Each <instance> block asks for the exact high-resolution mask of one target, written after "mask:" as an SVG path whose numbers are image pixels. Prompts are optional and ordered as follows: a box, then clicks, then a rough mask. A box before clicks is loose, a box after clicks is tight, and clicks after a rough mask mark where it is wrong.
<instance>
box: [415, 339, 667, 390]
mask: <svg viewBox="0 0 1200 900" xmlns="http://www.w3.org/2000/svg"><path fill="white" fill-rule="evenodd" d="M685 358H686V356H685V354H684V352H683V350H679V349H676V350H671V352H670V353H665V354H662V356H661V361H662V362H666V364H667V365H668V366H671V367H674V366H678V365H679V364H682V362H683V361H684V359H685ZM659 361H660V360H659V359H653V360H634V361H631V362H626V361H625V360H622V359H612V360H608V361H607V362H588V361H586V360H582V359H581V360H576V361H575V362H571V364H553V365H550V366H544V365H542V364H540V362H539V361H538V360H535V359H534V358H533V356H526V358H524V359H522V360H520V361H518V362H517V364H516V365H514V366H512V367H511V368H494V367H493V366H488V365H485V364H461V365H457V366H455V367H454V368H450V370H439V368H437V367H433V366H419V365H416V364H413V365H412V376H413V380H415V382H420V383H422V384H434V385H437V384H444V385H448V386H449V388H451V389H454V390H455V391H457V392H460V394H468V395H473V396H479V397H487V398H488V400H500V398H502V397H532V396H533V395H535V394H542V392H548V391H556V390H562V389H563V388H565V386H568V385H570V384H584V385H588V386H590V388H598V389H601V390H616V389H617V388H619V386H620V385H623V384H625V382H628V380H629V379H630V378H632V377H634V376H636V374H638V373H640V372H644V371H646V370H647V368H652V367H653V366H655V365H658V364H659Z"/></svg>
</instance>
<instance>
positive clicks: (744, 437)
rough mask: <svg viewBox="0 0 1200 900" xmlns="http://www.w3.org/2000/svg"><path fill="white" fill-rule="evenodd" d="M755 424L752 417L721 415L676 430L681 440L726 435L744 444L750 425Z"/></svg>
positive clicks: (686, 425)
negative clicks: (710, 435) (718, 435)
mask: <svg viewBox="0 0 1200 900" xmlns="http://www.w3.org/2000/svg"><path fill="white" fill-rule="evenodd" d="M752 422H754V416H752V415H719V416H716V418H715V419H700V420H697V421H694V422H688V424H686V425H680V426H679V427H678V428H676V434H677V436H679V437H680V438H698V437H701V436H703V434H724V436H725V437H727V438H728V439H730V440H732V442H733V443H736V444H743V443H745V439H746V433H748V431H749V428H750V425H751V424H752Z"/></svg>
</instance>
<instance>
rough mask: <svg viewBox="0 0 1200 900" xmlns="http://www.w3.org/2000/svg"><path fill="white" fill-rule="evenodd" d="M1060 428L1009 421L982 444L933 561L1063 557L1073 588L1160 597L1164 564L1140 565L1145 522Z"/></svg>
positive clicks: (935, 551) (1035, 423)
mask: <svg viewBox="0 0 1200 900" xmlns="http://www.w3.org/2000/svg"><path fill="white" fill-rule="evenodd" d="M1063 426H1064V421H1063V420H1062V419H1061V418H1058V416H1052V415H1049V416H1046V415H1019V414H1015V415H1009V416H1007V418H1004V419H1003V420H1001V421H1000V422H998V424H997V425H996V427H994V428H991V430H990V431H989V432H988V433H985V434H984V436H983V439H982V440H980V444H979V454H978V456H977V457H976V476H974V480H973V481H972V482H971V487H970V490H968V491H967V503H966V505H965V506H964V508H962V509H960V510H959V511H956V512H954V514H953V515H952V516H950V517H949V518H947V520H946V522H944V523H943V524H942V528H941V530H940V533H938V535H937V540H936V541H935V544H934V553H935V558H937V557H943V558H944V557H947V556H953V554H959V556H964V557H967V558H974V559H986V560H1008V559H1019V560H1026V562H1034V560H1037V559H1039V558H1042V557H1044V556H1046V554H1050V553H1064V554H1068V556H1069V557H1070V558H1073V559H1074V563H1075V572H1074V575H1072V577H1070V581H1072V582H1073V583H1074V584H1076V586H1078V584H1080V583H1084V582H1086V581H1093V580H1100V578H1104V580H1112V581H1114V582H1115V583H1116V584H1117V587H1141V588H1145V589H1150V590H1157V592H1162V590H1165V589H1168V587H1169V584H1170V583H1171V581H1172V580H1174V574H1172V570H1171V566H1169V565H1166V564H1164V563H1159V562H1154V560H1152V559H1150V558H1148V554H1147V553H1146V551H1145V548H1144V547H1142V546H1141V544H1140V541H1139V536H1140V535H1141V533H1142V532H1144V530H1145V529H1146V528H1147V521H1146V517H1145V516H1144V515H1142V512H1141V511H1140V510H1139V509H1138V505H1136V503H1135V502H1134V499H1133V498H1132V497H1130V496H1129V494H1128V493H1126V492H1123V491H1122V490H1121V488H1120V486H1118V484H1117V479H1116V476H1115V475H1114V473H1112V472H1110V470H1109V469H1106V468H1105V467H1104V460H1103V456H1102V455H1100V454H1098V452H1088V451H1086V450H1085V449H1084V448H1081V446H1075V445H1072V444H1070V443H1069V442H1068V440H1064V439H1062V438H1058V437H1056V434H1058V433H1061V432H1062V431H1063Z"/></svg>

- Brief:
Output all of the entries without altering a single word.

- Response for this exercise:
Each <instance> block asks for the exact high-resolution mask of one target, written after "mask:" as an SVG path whose numbers are image pixels. Prompts are optional and ordered as follows: a box, then clicks, then a rough mask. A box before clicks is loose, a box after clicks is tight, and clicks after a rough mask mark where it is wrong.
<instance>
box: [415, 339, 667, 390]
mask: <svg viewBox="0 0 1200 900" xmlns="http://www.w3.org/2000/svg"><path fill="white" fill-rule="evenodd" d="M685 358H686V356H685V354H684V352H683V350H679V349H676V350H671V352H670V353H665V354H662V356H661V361H662V362H666V364H667V365H668V366H671V367H674V366H678V365H679V364H682V362H683V361H684V359H685ZM659 361H660V360H659V359H653V360H634V361H631V362H626V361H625V360H622V359H612V360H608V361H607V362H588V361H586V360H582V359H581V360H576V361H575V362H571V364H553V365H550V366H544V365H542V364H540V362H539V361H538V360H535V359H534V358H533V356H526V358H524V359H522V360H520V361H518V362H517V364H516V365H514V366H512V367H511V368H494V367H493V366H488V365H485V364H461V365H457V366H455V367H454V368H450V370H439V368H437V367H433V366H419V365H416V364H413V365H412V376H413V380H415V382H420V383H422V384H434V385H437V384H444V385H448V386H449V388H451V389H454V390H455V391H457V392H460V394H468V395H473V396H479V397H487V398H488V400H500V398H502V397H532V396H533V395H535V394H542V392H548V391H556V390H562V389H563V388H565V386H568V385H570V384H584V385H588V386H590V388H598V389H601V390H616V389H617V388H619V386H620V385H623V384H625V382H628V380H629V379H630V378H632V377H634V376H636V374H638V373H640V372H644V371H646V370H647V368H652V367H653V366H655V365H658V364H659Z"/></svg>
</instance>
<instance>
positive clicks: (744, 437)
rough mask: <svg viewBox="0 0 1200 900" xmlns="http://www.w3.org/2000/svg"><path fill="white" fill-rule="evenodd" d="M755 424L752 417L721 415L676 430L681 440L726 435L744 444L750 425Z"/></svg>
positive clicks: (686, 425)
negative clicks: (710, 435) (718, 435)
mask: <svg viewBox="0 0 1200 900" xmlns="http://www.w3.org/2000/svg"><path fill="white" fill-rule="evenodd" d="M752 422H754V416H752V415H719V416H716V418H715V419H700V420H697V421H694V422H688V424H686V425H680V426H679V427H678V428H676V434H677V436H679V437H680V438H698V437H701V436H703V434H724V436H725V437H727V438H728V439H730V440H732V442H733V443H736V444H743V443H745V439H746V433H748V431H749V428H750V425H751V424H752Z"/></svg>
</instance>
<instance>
rough mask: <svg viewBox="0 0 1200 900" xmlns="http://www.w3.org/2000/svg"><path fill="white" fill-rule="evenodd" d="M1060 428L1009 421L982 444L933 561L1063 557L1073 588L1160 597L1164 564L1140 565L1145 522Z"/></svg>
positive clicks: (935, 551) (1035, 423)
mask: <svg viewBox="0 0 1200 900" xmlns="http://www.w3.org/2000/svg"><path fill="white" fill-rule="evenodd" d="M1063 426H1064V421H1063V420H1062V419H1061V418H1058V416H1052V415H1049V416H1046V415H1019V414H1015V415H1009V416H1007V418H1004V419H1003V420H1001V421H1000V422H998V424H997V425H996V427H994V428H991V430H990V431H989V432H988V433H985V434H984V436H983V439H982V440H980V444H979V454H978V456H977V457H976V476H974V480H973V481H972V482H971V487H970V490H968V491H967V503H966V505H965V506H964V508H962V509H960V510H959V511H956V512H954V514H953V515H952V516H950V517H949V518H947V520H946V522H944V523H943V524H942V528H941V530H940V533H938V535H937V540H936V541H935V544H934V553H935V558H937V557H943V558H944V557H947V556H953V554H959V556H964V557H967V558H974V559H986V560H1008V559H1019V560H1026V562H1034V560H1037V559H1039V558H1042V557H1044V556H1046V554H1050V553H1064V554H1068V556H1069V557H1070V558H1073V559H1074V563H1075V572H1074V575H1072V577H1070V581H1072V582H1073V583H1074V584H1076V586H1078V584H1080V583H1084V582H1086V581H1093V580H1100V578H1104V580H1112V581H1114V582H1115V583H1116V584H1117V587H1141V588H1145V589H1150V590H1157V592H1162V590H1165V589H1168V587H1169V584H1170V583H1171V581H1172V580H1174V574H1172V570H1171V566H1169V565H1166V564H1164V563H1159V562H1154V560H1152V559H1150V558H1148V554H1147V553H1146V551H1145V548H1144V547H1142V546H1141V544H1140V541H1139V536H1140V535H1141V533H1142V532H1144V530H1145V529H1146V528H1147V521H1146V517H1145V516H1144V515H1142V512H1141V511H1140V510H1139V509H1138V505H1136V503H1135V502H1134V499H1133V498H1132V497H1130V496H1129V494H1128V493H1126V492H1123V491H1122V490H1121V488H1120V486H1118V484H1117V479H1116V476H1115V475H1114V473H1112V472H1110V470H1109V469H1106V468H1105V467H1104V460H1103V456H1102V455H1100V454H1098V452H1088V451H1086V450H1085V449H1084V448H1081V446H1075V445H1072V444H1070V443H1069V442H1068V440H1064V439H1062V438H1058V437H1056V434H1058V433H1061V432H1062V431H1063Z"/></svg>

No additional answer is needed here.